▶ **GIVEN TASK**:
Put every line of the rows below into a numbered list, omitting blank lines and pictures.

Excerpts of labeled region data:
______
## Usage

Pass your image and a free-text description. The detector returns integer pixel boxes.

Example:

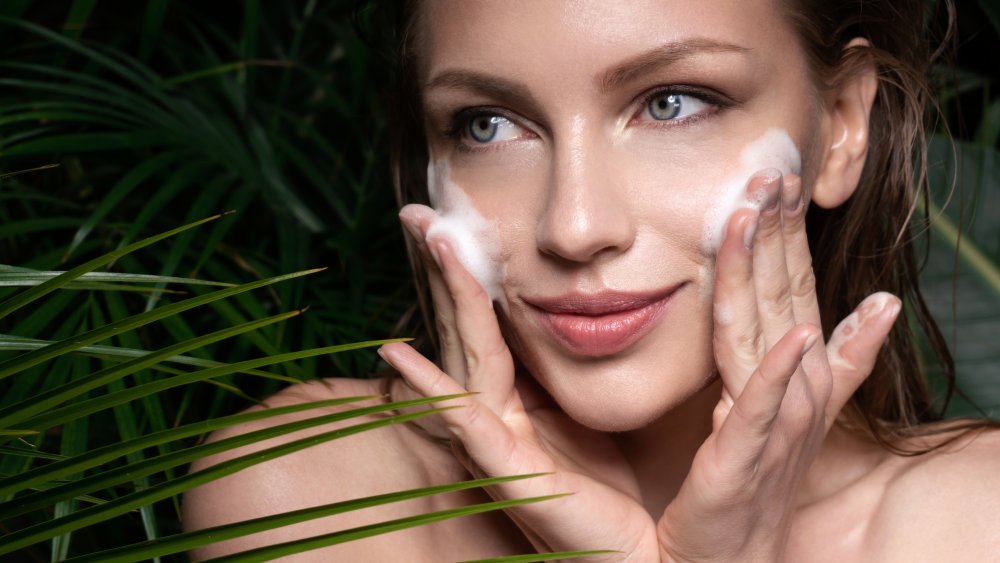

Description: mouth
[524,284,683,357]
______
▶ **COMPLETED EXERCISE**:
1. ## Usage
2. Pass your image and a free-text description. The detector returns integer pixel boxes.
3. Example:
4. Description: mouth
5. [524,284,683,357]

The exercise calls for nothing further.